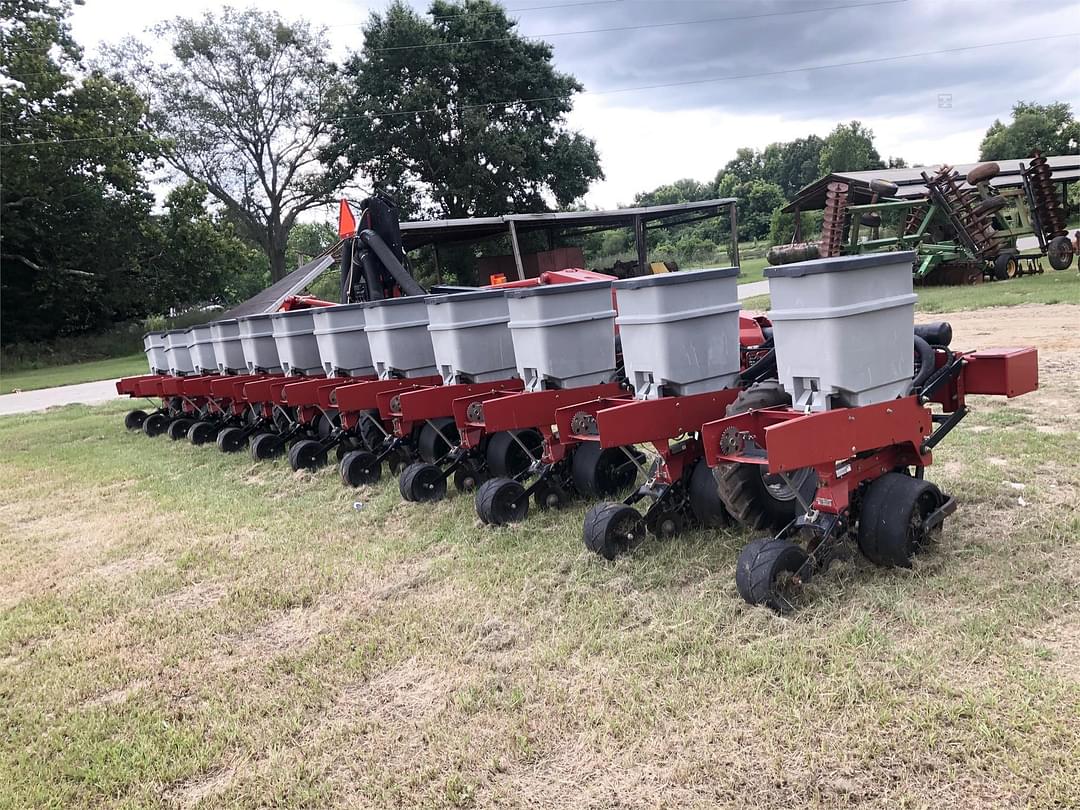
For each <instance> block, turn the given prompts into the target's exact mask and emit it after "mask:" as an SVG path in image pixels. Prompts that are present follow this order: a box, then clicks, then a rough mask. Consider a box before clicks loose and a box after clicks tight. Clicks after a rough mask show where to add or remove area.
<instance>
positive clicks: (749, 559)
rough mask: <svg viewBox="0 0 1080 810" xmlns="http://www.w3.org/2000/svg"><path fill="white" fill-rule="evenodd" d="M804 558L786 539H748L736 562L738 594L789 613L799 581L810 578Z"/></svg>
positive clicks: (803, 580)
mask: <svg viewBox="0 0 1080 810" xmlns="http://www.w3.org/2000/svg"><path fill="white" fill-rule="evenodd" d="M807 559H808V555H807V553H806V552H805V551H804V550H802V549H801V548H799V546H798V545H796V544H795V543H793V542H791V541H789V540H774V539H773V538H771V537H766V538H761V539H759V540H753V541H751V542H750V543H747V544H746V545H745V548H743V550H742V552H741V553H740V554H739V561H738V562H737V563H735V588H737V589H738V591H739V595H740V596H742V597H743V599H744V600H745V602H746V603H747V604H750V605H766V606H768V607H769V608H771V609H772V610H774V611H777V612H778V613H787V612H791V611H792V610H793V609H794V608H795V596H796V594H797V591H798V588H799V584H800V582H805V581H807V580H809V579H810V570H809V567H808V566H807V565H806V562H807ZM804 569H805V570H804ZM795 577H797V579H794V578H795Z"/></svg>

________________

Problem to work on: Please give again the entries word for word, starting at the first line and ending with the line that contains "rough mask: <svg"; include both of those lines but none of the pictures.

Answer for the task:
For each <instance> block, turn the given prompts into the target's exact mask and emit it after "mask:" as an SVG path in image pixels. Prompts that are present follow this order: a box, then clicks, then a rough mask. Consider a box before clicks loose and a box after clicks tight. Clicks after a rough mask show where to add or remove area.
<instance>
positive clicks: (749, 559)
rough mask: <svg viewBox="0 0 1080 810" xmlns="http://www.w3.org/2000/svg"><path fill="white" fill-rule="evenodd" d="M804 558L786 539H748L736 562L738 594L789 613L799 581L810 578Z"/></svg>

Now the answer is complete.